Rewrite the listing, from its first line through the line containing "column 906, row 619", as a two-column CSV with the headers query_text and marked_point. Give one row per item: put its wording in the first field and its answer in the second, quote every field, and replace line breaks with spaces.

-------- Data shown

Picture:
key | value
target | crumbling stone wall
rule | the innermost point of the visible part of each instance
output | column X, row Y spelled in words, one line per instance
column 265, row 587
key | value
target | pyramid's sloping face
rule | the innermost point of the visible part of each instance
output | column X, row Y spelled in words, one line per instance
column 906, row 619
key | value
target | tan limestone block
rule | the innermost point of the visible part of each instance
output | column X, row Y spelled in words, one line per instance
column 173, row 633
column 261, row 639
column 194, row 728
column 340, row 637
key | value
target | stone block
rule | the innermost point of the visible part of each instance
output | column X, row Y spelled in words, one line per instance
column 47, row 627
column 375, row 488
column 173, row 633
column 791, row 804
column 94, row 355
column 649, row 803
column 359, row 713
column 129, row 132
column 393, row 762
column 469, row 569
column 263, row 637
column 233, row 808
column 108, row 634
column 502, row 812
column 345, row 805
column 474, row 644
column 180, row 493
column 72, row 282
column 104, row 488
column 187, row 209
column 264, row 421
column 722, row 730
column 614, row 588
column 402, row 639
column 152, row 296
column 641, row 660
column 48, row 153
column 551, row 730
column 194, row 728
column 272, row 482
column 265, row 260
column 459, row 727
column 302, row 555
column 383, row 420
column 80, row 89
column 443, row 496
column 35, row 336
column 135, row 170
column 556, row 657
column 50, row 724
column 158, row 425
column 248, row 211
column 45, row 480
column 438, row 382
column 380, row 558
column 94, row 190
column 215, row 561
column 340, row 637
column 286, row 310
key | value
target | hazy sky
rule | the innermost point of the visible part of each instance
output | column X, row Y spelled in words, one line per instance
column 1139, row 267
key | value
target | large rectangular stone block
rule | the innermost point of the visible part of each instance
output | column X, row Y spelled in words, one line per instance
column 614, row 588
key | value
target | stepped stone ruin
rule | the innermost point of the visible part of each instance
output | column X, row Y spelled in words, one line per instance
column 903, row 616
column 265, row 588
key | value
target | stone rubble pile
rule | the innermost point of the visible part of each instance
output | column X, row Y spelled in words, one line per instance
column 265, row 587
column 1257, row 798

----------------

-- Solved problem --
query_text,marked_point
"Picture: key | value target | crumbling stone wall rule | the innermost point of the visible part of each instance output | column X, row Y spelled in words, one line per instance","column 265, row 587"
"key | value target | pyramid's sloping face rule | the innermost point of the visible part of each instance output | column X, row Y spelled in words, one line per instance","column 906, row 619"